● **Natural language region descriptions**
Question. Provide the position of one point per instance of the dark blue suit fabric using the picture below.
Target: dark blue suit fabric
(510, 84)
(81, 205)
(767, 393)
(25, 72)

● **Task item**
Every entry should be printed again exactly as written.

● **Answer for this exercise**
Question. Provide the position of one point per instance of the dark blue suit fabric using the picture below.
Target: dark blue suit fabric
(510, 84)
(81, 205)
(767, 393)
(25, 72)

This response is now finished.